[Items from a dataset]
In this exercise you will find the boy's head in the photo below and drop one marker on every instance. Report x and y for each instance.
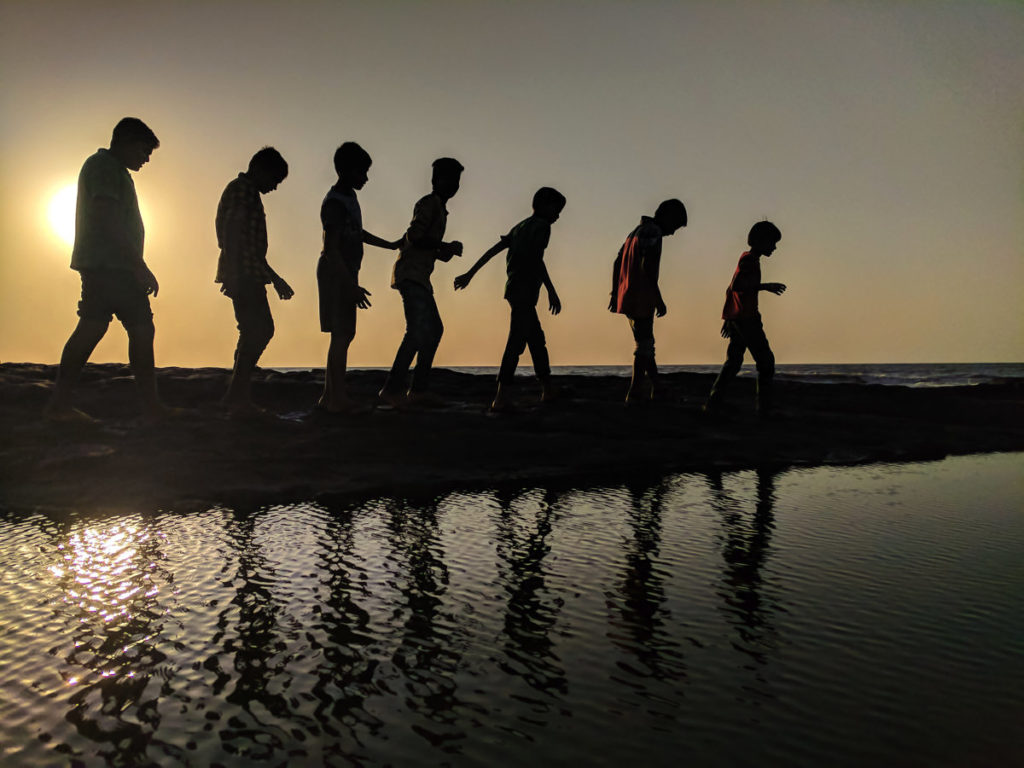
(763, 238)
(548, 204)
(133, 141)
(445, 176)
(267, 169)
(671, 215)
(352, 164)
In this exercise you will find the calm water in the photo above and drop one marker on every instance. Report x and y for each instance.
(815, 616)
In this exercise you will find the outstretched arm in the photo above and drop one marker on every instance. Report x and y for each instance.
(372, 240)
(554, 303)
(463, 280)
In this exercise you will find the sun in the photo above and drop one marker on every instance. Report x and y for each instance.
(61, 213)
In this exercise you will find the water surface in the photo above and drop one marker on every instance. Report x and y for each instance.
(813, 616)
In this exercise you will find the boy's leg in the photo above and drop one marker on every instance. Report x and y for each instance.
(430, 337)
(76, 352)
(643, 358)
(757, 342)
(733, 361)
(252, 311)
(394, 385)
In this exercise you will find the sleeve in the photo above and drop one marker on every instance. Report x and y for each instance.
(424, 215)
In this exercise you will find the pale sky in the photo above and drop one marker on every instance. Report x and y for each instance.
(886, 139)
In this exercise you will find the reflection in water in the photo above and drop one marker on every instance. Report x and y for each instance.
(636, 625)
(744, 549)
(428, 654)
(112, 581)
(643, 627)
(531, 610)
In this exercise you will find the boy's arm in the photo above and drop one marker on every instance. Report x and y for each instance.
(372, 240)
(614, 281)
(463, 280)
(554, 303)
(651, 265)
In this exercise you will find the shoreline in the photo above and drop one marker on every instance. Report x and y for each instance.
(588, 436)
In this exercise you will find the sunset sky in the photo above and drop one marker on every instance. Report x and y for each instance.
(886, 139)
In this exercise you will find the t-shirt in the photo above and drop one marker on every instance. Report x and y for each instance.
(241, 209)
(104, 176)
(420, 246)
(524, 261)
(636, 269)
(741, 295)
(340, 212)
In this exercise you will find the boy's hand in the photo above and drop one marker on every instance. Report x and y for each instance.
(147, 280)
(358, 295)
(554, 304)
(284, 290)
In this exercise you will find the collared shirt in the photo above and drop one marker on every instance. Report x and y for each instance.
(741, 295)
(244, 256)
(524, 261)
(340, 213)
(636, 270)
(422, 242)
(104, 176)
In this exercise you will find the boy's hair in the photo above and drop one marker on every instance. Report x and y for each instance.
(445, 167)
(672, 209)
(548, 196)
(763, 231)
(351, 157)
(270, 160)
(133, 129)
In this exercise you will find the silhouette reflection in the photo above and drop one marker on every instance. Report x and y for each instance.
(641, 625)
(530, 611)
(744, 550)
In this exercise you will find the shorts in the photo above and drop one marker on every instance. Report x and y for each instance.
(337, 312)
(643, 335)
(114, 292)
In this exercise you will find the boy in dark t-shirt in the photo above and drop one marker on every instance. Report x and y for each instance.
(635, 292)
(243, 270)
(526, 272)
(741, 321)
(338, 269)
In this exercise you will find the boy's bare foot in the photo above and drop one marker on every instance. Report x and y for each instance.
(393, 398)
(67, 415)
(425, 399)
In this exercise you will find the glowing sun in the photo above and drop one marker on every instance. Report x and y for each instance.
(61, 213)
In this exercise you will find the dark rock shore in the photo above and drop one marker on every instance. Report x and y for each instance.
(204, 457)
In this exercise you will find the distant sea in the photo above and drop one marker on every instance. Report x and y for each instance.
(898, 374)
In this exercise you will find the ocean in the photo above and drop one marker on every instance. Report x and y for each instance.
(899, 374)
(808, 616)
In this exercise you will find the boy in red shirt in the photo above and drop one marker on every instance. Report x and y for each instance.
(742, 321)
(635, 292)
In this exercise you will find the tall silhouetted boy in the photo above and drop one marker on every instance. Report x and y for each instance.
(243, 270)
(742, 321)
(108, 255)
(422, 246)
(338, 269)
(526, 272)
(635, 292)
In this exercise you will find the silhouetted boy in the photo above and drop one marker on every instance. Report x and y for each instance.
(108, 255)
(635, 292)
(338, 269)
(243, 270)
(526, 272)
(742, 321)
(422, 246)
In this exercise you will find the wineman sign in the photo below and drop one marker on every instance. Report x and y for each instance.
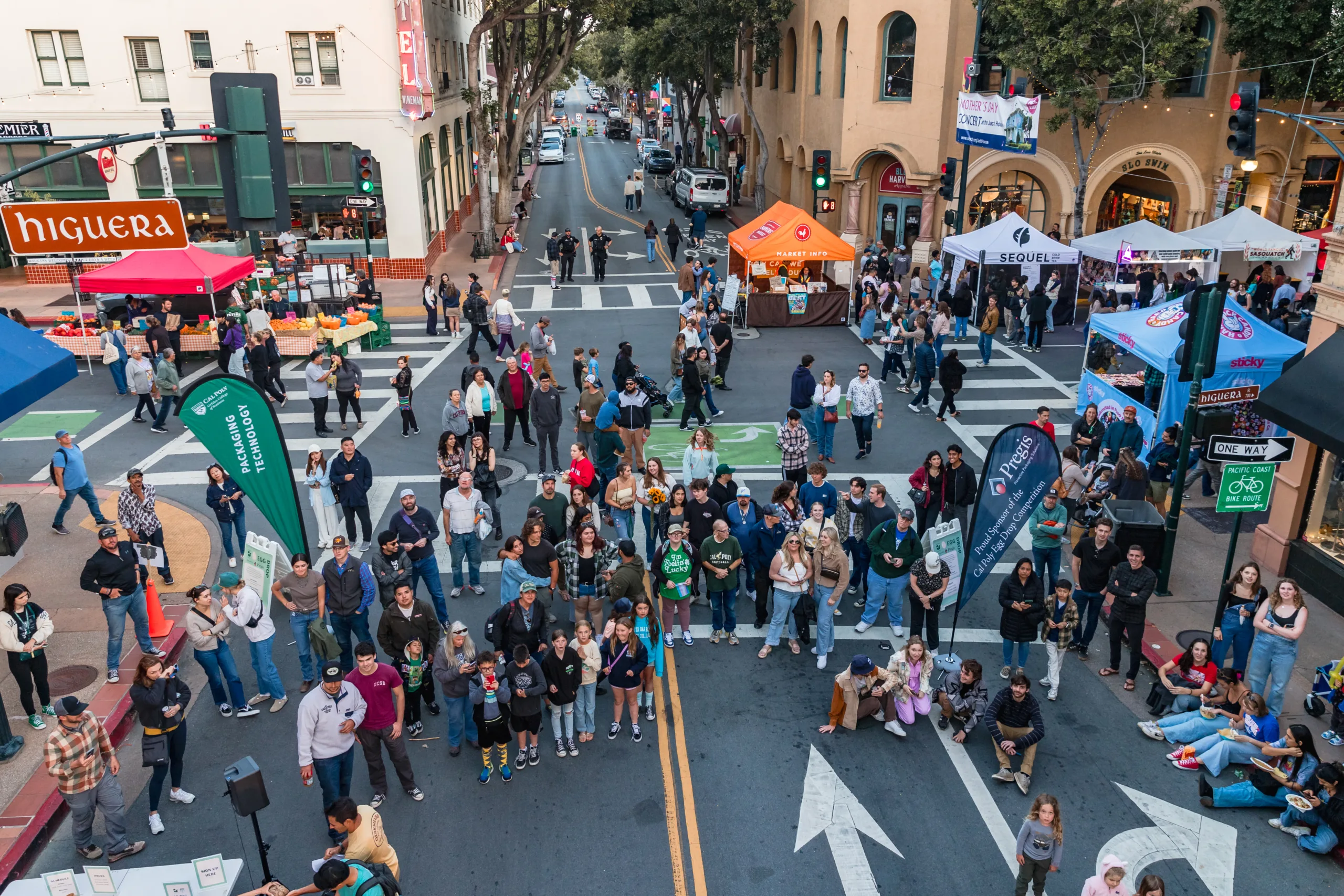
(99, 226)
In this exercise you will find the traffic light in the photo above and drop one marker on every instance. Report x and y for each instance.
(1245, 105)
(362, 170)
(949, 179)
(252, 163)
(820, 170)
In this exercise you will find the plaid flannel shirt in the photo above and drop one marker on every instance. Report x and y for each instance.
(65, 747)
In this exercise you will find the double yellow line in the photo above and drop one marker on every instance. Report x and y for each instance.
(588, 188)
(683, 777)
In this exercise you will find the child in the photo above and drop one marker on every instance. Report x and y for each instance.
(527, 686)
(1110, 882)
(490, 711)
(563, 673)
(1041, 846)
(1057, 630)
(585, 703)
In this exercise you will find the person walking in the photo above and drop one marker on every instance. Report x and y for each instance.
(71, 479)
(207, 630)
(25, 632)
(80, 755)
(160, 702)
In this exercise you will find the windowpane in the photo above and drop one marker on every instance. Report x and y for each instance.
(75, 57)
(203, 164)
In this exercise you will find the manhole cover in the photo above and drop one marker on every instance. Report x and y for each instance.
(68, 680)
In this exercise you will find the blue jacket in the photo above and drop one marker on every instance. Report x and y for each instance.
(354, 492)
(762, 544)
(803, 387)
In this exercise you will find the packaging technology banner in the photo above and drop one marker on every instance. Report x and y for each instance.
(237, 425)
(999, 123)
(1021, 465)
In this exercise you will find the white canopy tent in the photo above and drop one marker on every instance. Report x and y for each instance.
(1246, 239)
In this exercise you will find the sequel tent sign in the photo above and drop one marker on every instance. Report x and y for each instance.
(97, 226)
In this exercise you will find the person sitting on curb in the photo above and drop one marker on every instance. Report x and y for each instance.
(1015, 724)
(860, 691)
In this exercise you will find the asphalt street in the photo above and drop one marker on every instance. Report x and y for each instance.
(710, 801)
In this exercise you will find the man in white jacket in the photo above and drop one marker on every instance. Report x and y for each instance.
(327, 719)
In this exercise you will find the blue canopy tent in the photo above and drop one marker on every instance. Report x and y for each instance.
(30, 367)
(1251, 352)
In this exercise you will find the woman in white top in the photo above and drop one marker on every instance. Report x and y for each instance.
(244, 609)
(827, 398)
(791, 571)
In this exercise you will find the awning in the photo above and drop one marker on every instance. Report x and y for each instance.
(169, 272)
(1306, 400)
(32, 367)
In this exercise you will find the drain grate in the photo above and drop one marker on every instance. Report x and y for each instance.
(70, 679)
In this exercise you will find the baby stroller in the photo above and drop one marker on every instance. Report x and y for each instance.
(656, 395)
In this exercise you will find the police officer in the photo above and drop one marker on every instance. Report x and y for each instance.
(597, 246)
(568, 245)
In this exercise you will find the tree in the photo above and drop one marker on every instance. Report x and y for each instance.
(1090, 58)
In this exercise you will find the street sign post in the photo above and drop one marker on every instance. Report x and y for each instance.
(1234, 449)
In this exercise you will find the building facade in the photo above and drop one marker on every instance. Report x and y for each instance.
(877, 85)
(385, 77)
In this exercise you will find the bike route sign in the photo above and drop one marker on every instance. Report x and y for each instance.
(1245, 488)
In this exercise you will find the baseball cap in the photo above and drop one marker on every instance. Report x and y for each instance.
(70, 705)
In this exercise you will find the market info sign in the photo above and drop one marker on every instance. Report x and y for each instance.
(417, 88)
(99, 226)
(999, 123)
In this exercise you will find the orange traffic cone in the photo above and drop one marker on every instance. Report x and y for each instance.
(159, 626)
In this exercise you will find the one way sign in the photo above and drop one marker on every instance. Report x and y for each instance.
(1242, 448)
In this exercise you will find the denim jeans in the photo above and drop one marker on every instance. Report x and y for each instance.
(1047, 565)
(1272, 657)
(1023, 652)
(460, 721)
(221, 669)
(783, 613)
(268, 679)
(890, 592)
(428, 568)
(1089, 604)
(1237, 633)
(723, 610)
(118, 610)
(466, 543)
(239, 525)
(826, 618)
(90, 499)
(985, 344)
(299, 628)
(334, 777)
(342, 626)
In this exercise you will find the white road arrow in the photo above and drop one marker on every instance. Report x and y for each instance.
(830, 806)
(1209, 846)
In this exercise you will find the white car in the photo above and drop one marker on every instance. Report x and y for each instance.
(551, 151)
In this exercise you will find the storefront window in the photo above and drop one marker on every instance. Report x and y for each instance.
(1324, 524)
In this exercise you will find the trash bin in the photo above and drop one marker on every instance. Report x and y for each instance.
(1138, 523)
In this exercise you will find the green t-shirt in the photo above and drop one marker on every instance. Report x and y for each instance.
(721, 554)
(676, 567)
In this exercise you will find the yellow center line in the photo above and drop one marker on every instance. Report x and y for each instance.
(588, 188)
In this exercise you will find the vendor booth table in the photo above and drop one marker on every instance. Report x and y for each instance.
(1012, 248)
(1251, 356)
(788, 238)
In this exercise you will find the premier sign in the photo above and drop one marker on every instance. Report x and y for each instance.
(97, 226)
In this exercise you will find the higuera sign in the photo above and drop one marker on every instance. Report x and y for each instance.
(97, 226)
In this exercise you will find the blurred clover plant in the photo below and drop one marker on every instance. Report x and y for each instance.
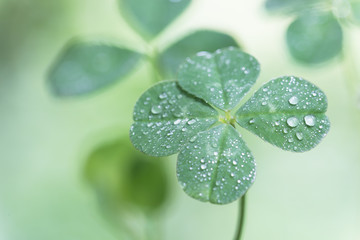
(127, 183)
(197, 117)
(316, 34)
(85, 67)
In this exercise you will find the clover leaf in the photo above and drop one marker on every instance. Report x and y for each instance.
(314, 37)
(214, 163)
(85, 67)
(200, 40)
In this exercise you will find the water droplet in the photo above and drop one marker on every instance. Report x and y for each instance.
(292, 122)
(310, 120)
(293, 100)
(192, 121)
(193, 138)
(163, 96)
(299, 136)
(156, 109)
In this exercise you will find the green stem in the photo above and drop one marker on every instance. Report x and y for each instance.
(240, 226)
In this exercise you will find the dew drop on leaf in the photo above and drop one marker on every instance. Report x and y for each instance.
(299, 136)
(293, 100)
(163, 96)
(192, 121)
(157, 109)
(292, 122)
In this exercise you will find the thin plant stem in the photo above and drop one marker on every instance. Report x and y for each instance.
(240, 225)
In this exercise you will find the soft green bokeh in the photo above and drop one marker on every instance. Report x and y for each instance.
(44, 141)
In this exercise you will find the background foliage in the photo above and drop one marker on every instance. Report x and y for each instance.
(45, 142)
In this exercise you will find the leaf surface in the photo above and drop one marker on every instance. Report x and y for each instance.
(217, 166)
(166, 117)
(314, 37)
(149, 18)
(87, 67)
(288, 112)
(201, 40)
(222, 78)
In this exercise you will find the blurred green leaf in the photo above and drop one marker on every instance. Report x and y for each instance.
(217, 166)
(222, 78)
(201, 40)
(355, 7)
(122, 177)
(166, 118)
(288, 112)
(149, 18)
(314, 37)
(85, 67)
(295, 6)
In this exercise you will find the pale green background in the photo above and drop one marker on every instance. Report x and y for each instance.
(43, 140)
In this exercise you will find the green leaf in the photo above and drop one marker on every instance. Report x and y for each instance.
(295, 6)
(355, 9)
(87, 67)
(122, 176)
(201, 40)
(149, 18)
(222, 78)
(166, 117)
(288, 112)
(314, 38)
(217, 166)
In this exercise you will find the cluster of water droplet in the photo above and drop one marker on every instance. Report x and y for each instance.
(166, 118)
(217, 166)
(287, 115)
(222, 78)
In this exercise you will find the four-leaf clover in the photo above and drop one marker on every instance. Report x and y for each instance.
(196, 117)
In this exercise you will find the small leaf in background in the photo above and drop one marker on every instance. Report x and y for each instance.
(217, 166)
(87, 67)
(221, 78)
(288, 112)
(314, 38)
(149, 18)
(294, 6)
(166, 117)
(201, 40)
(123, 177)
(355, 8)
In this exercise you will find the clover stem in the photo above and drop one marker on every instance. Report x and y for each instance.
(241, 216)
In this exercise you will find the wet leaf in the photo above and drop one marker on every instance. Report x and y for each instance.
(217, 166)
(86, 67)
(166, 117)
(149, 18)
(201, 40)
(214, 163)
(288, 112)
(222, 78)
(314, 37)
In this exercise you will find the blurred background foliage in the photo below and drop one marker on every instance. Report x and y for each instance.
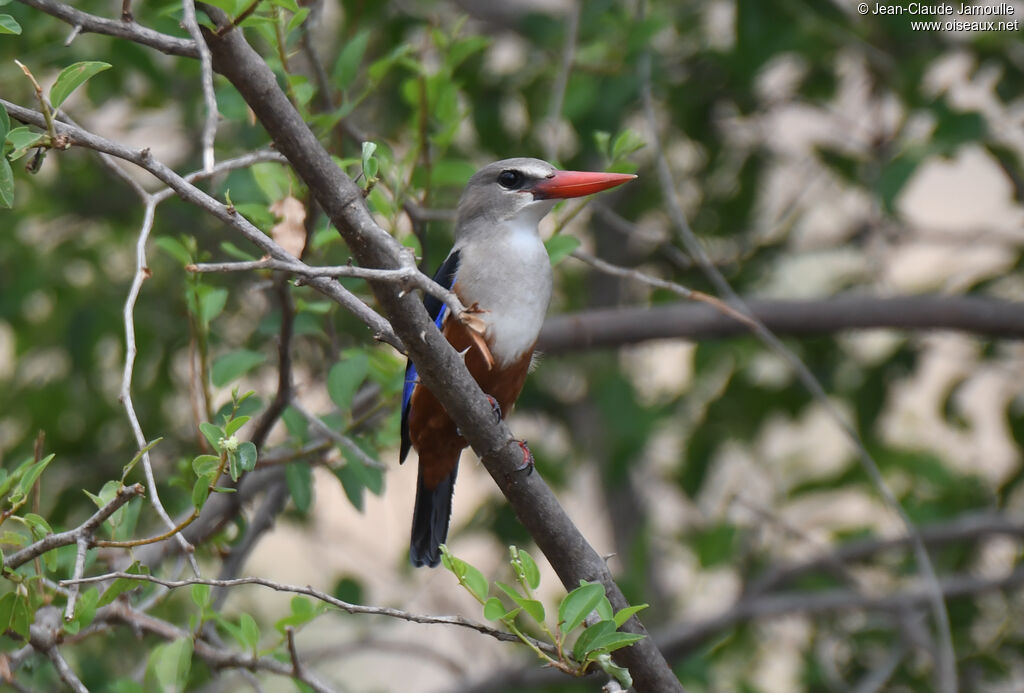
(802, 137)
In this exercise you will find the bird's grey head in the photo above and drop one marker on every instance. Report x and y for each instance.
(519, 191)
(504, 191)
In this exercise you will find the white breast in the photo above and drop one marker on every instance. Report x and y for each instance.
(509, 276)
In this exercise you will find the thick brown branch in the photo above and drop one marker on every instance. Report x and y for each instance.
(439, 366)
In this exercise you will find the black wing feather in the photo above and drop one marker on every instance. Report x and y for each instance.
(437, 310)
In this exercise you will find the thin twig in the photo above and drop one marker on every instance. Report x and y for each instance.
(381, 328)
(65, 538)
(171, 45)
(339, 438)
(317, 595)
(206, 79)
(550, 134)
(408, 276)
(141, 273)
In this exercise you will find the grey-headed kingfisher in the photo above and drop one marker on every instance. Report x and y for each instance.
(500, 268)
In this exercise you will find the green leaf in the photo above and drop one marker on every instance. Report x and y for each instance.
(174, 248)
(8, 25)
(347, 66)
(610, 642)
(33, 473)
(494, 609)
(206, 465)
(212, 433)
(22, 139)
(6, 184)
(201, 595)
(345, 378)
(72, 77)
(300, 484)
(170, 664)
(211, 301)
(248, 456)
(6, 610)
(626, 143)
(272, 179)
(530, 572)
(578, 604)
(559, 247)
(530, 606)
(85, 609)
(624, 615)
(232, 365)
(585, 643)
(201, 490)
(232, 426)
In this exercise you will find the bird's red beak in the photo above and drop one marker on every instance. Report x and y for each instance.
(578, 183)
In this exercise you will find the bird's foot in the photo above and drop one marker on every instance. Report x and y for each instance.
(527, 459)
(496, 407)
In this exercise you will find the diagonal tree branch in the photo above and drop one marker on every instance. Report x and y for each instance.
(608, 328)
(439, 366)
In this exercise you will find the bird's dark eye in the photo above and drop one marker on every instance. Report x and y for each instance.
(510, 179)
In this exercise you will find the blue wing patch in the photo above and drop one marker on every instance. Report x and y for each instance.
(437, 310)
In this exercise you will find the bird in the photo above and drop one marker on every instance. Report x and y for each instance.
(499, 267)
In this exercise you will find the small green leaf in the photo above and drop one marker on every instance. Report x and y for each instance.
(560, 246)
(72, 77)
(578, 604)
(6, 184)
(206, 465)
(609, 642)
(585, 643)
(300, 484)
(211, 301)
(626, 143)
(22, 139)
(201, 490)
(212, 433)
(4, 123)
(232, 426)
(345, 378)
(8, 25)
(494, 609)
(170, 664)
(476, 582)
(248, 456)
(273, 180)
(530, 572)
(369, 161)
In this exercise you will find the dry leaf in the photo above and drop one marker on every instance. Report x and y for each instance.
(290, 232)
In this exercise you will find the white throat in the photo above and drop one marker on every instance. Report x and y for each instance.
(507, 272)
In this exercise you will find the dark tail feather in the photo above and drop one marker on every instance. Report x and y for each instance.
(430, 519)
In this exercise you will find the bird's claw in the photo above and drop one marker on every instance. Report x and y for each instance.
(527, 459)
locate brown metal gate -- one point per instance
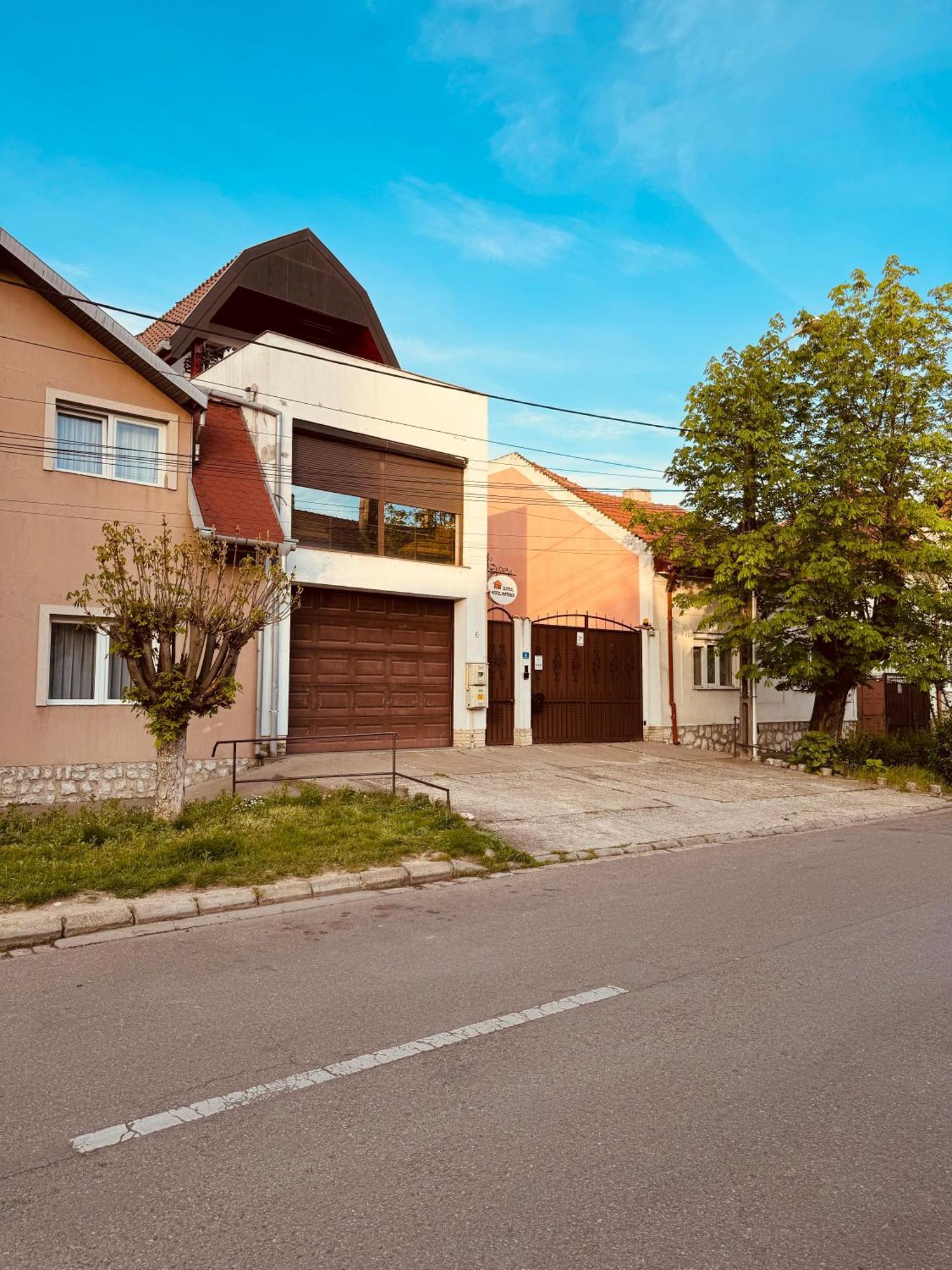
(908, 709)
(501, 716)
(586, 680)
(888, 704)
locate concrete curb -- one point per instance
(77, 924)
(69, 924)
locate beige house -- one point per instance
(95, 429)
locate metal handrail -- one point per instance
(343, 736)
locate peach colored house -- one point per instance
(573, 552)
(95, 429)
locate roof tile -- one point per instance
(167, 326)
(614, 506)
(229, 482)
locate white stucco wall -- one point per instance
(699, 707)
(351, 394)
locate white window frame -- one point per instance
(50, 614)
(704, 647)
(112, 415)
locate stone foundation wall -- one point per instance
(709, 736)
(781, 737)
(81, 783)
(777, 737)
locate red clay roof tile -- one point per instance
(229, 482)
(609, 505)
(167, 326)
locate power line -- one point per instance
(371, 368)
(315, 406)
(474, 543)
(29, 443)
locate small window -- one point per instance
(337, 523)
(119, 676)
(109, 446)
(136, 453)
(73, 647)
(420, 534)
(83, 665)
(713, 667)
(79, 444)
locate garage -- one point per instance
(364, 662)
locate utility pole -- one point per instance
(748, 686)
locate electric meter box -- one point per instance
(477, 685)
(477, 698)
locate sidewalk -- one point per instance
(577, 798)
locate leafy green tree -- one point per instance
(818, 482)
(180, 613)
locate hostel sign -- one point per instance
(502, 589)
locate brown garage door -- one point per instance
(364, 662)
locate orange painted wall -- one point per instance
(560, 562)
(50, 523)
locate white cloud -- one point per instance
(482, 231)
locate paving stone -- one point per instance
(23, 930)
(428, 871)
(381, 879)
(468, 869)
(225, 899)
(105, 915)
(290, 888)
(163, 909)
(334, 885)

◆ YOUR GOAL:
Quote the line that contains "locate white window" and each line after it through the end of the data, exactly, leaving out everything else.

◆ COMPLETED TASK:
locate white window frame -- one point per instance
(50, 614)
(704, 647)
(112, 415)
locate stone foundation wall -- one point per instance
(709, 736)
(781, 737)
(81, 783)
(777, 737)
locate red clay roof tile -- one point per instance
(229, 482)
(609, 505)
(167, 326)
locate power line -- one point per instance
(371, 368)
(315, 406)
(474, 543)
(29, 443)
locate small window -- one point per instance
(337, 523)
(119, 676)
(109, 446)
(136, 453)
(73, 647)
(420, 534)
(83, 665)
(713, 667)
(79, 444)
locate garage -- one point per instance
(364, 662)
locate utility pole -- one point per instance
(748, 686)
locate electric meter box -- one point per instance
(477, 685)
(477, 698)
locate sidewalk -- one point per instance
(577, 798)
locate leafy green tree -- one point per instance
(818, 482)
(180, 613)
locate hostel sign -- one point per instance
(502, 589)
locate brown garage door -- one point per instance
(364, 662)
locate orange painted wall -- one point per instance
(560, 562)
(50, 523)
locate white cloud -- one point per instance
(482, 231)
locate paving stone -- one point per instance
(23, 930)
(428, 871)
(381, 879)
(468, 869)
(225, 899)
(105, 915)
(290, 888)
(163, 909)
(334, 885)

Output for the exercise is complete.